STATED EXERCISE: Convert the lines from the one containing "Indicate every instance of the dog's black" through the end into a two-column CSV with the headers request and answer, one row per request. Put each request and its answer in a single quoted field, with line breaks replaced by spaces.

[Selected lines of location labeling data]
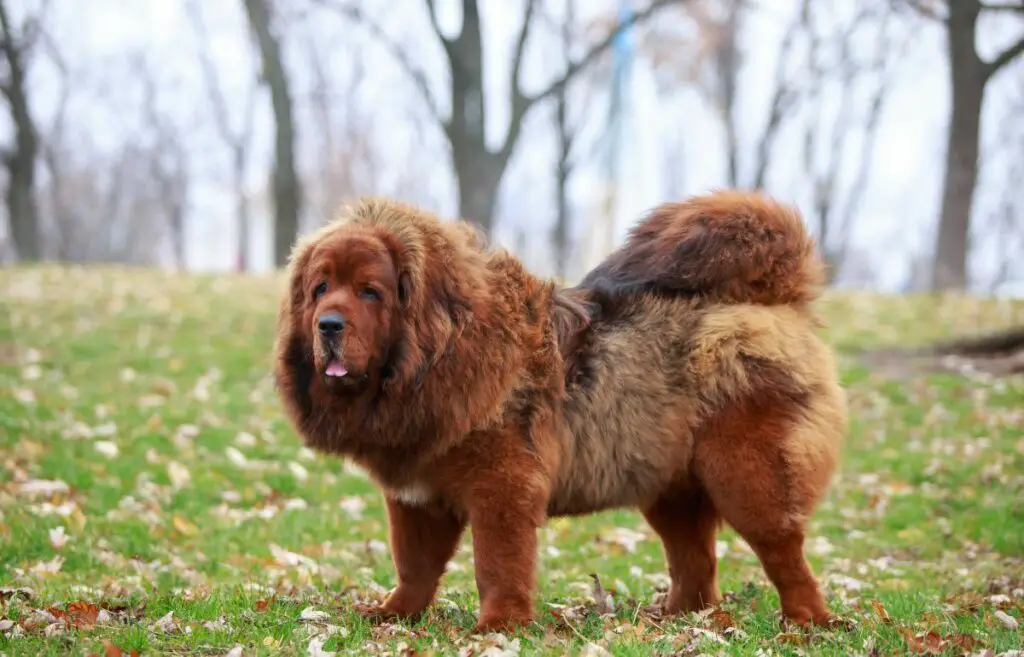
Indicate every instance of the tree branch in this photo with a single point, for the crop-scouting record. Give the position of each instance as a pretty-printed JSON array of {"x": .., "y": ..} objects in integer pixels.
[
  {"x": 355, "y": 14},
  {"x": 599, "y": 48},
  {"x": 522, "y": 102},
  {"x": 432, "y": 11},
  {"x": 1004, "y": 58},
  {"x": 519, "y": 100},
  {"x": 924, "y": 8},
  {"x": 1017, "y": 7}
]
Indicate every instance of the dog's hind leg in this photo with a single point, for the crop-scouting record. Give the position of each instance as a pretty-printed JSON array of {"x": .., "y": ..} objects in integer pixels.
[
  {"x": 686, "y": 522},
  {"x": 765, "y": 467}
]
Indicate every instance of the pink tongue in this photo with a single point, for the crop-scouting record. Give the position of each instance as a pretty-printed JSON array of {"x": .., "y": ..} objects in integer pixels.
[{"x": 335, "y": 368}]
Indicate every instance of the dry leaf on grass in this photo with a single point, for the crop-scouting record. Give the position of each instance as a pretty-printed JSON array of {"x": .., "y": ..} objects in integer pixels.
[{"x": 603, "y": 602}]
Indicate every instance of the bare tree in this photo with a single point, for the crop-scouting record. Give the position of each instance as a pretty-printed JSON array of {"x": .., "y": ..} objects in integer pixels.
[
  {"x": 237, "y": 139},
  {"x": 479, "y": 169},
  {"x": 348, "y": 162},
  {"x": 287, "y": 192},
  {"x": 166, "y": 163},
  {"x": 565, "y": 135},
  {"x": 16, "y": 44},
  {"x": 969, "y": 76},
  {"x": 827, "y": 139},
  {"x": 712, "y": 61},
  {"x": 59, "y": 209}
]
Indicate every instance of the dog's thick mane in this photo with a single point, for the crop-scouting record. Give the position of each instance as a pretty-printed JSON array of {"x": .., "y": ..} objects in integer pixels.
[{"x": 437, "y": 379}]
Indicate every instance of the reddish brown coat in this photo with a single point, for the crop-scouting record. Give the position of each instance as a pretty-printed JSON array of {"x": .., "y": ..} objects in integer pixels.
[{"x": 682, "y": 378}]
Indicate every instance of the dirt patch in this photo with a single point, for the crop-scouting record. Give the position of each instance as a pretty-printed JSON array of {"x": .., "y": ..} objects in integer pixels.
[{"x": 995, "y": 354}]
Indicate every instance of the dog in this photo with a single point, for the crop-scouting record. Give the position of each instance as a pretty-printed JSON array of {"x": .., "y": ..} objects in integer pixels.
[{"x": 682, "y": 377}]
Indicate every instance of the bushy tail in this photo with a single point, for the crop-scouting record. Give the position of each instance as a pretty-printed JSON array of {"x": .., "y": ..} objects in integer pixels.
[{"x": 729, "y": 247}]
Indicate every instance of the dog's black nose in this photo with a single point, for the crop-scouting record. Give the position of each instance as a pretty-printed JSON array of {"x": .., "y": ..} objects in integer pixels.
[{"x": 331, "y": 322}]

EXERCISE ANSWER:
request,answer
"Indicate every instance of the dog's black nose in this photo with a single point, for the crop-scouting record. Give the position of each instance as a pretty-printed JSON array of {""x"": .., ""y"": ..} objects in integer pixels.","[{""x"": 331, ""y"": 322}]"